--- START Extracted entries ---
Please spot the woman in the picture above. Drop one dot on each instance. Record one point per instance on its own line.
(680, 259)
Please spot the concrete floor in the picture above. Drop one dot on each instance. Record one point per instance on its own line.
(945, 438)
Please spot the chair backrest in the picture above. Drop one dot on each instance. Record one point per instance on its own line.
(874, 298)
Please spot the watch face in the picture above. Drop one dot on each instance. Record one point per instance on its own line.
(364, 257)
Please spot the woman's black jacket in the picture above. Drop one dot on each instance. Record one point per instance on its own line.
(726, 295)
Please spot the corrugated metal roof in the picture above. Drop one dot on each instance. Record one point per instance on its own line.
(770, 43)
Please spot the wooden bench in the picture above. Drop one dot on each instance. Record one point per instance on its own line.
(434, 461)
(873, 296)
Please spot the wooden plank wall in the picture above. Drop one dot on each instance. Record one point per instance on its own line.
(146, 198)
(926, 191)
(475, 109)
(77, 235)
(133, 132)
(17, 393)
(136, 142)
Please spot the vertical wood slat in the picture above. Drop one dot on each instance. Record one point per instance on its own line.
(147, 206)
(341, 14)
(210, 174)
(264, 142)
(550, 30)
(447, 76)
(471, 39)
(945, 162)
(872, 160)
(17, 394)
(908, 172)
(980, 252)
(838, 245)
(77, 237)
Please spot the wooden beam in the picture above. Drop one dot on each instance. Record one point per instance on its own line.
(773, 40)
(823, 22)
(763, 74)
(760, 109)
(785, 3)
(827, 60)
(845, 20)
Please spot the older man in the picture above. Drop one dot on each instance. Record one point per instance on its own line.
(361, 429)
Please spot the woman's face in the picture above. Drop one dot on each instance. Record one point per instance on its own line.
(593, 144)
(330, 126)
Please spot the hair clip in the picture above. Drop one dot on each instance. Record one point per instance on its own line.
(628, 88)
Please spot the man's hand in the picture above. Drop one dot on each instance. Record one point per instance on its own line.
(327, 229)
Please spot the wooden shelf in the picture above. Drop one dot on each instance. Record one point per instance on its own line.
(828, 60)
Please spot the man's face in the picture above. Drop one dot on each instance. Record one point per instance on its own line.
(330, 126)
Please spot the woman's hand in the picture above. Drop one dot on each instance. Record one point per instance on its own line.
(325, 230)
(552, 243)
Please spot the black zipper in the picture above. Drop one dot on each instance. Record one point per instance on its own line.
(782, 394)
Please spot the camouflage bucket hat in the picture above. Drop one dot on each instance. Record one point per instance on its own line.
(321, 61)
--- END Extracted entries ---
--- START Extracted entries ---
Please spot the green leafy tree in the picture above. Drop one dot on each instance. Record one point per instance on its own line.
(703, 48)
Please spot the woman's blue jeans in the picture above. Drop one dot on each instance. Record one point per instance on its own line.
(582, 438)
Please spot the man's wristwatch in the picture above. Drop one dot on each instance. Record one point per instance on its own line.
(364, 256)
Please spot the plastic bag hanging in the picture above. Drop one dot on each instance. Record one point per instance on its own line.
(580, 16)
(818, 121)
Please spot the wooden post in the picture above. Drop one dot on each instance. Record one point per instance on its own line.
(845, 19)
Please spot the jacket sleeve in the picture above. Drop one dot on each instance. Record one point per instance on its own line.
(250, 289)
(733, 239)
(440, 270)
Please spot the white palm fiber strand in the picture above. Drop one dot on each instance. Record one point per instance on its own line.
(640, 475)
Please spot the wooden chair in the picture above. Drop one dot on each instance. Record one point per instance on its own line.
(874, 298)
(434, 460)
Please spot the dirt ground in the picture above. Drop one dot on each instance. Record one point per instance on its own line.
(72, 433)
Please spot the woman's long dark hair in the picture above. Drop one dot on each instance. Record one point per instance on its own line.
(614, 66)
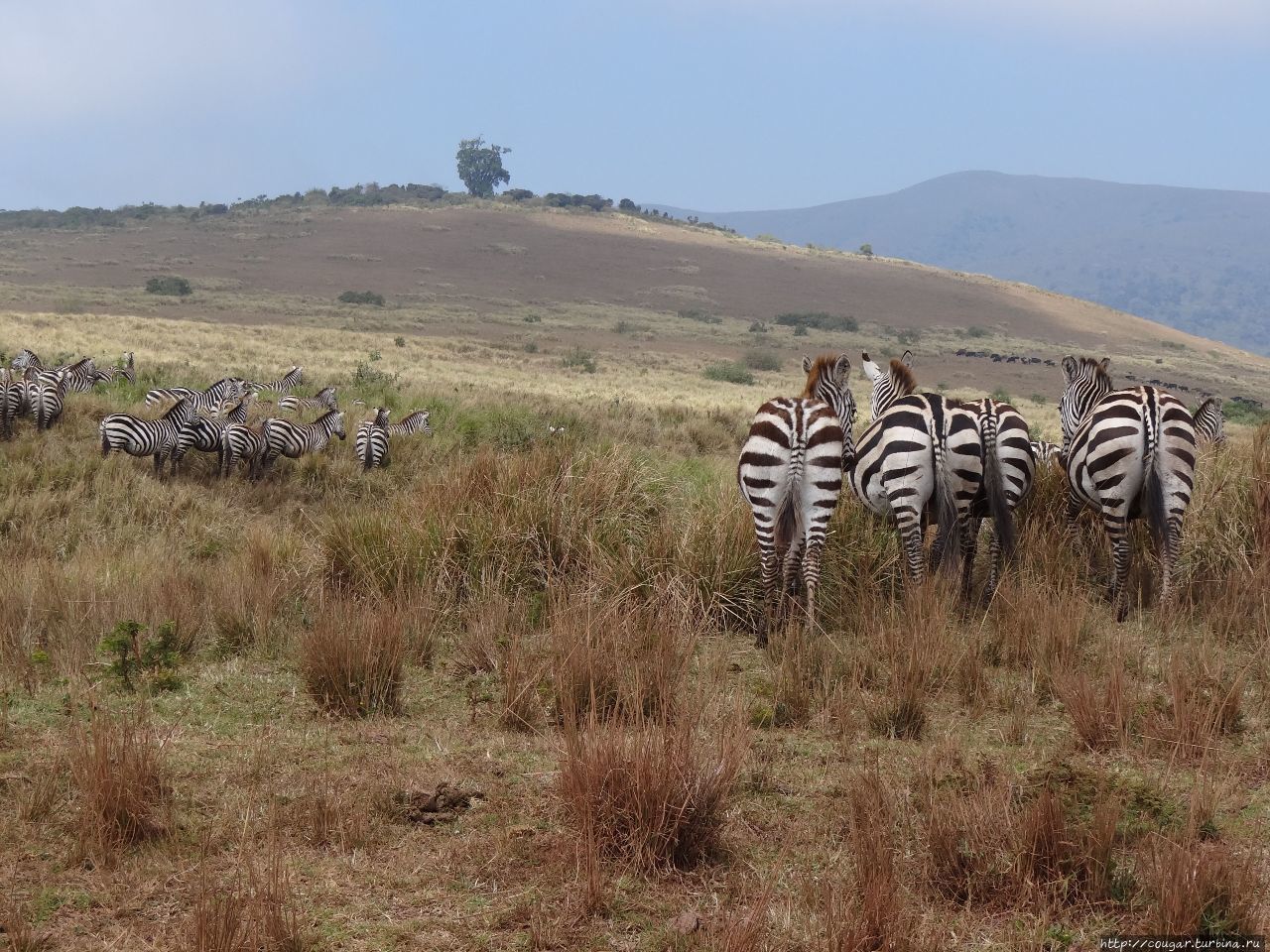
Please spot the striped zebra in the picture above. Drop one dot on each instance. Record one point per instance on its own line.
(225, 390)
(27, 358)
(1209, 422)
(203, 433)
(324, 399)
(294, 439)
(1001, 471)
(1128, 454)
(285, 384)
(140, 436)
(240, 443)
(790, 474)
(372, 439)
--- END Extracted entries ---
Return every line of the records above that contains the word "hand", treating uppercase and lowercase as different.

Full response:
Please spot the man's hand in the picture above. Drop one dot on each instance. Record one point per instance on its own line.
Please spot the woman's hand in the picture above. Drop one dot on each instance. Record one point per instance on its own line.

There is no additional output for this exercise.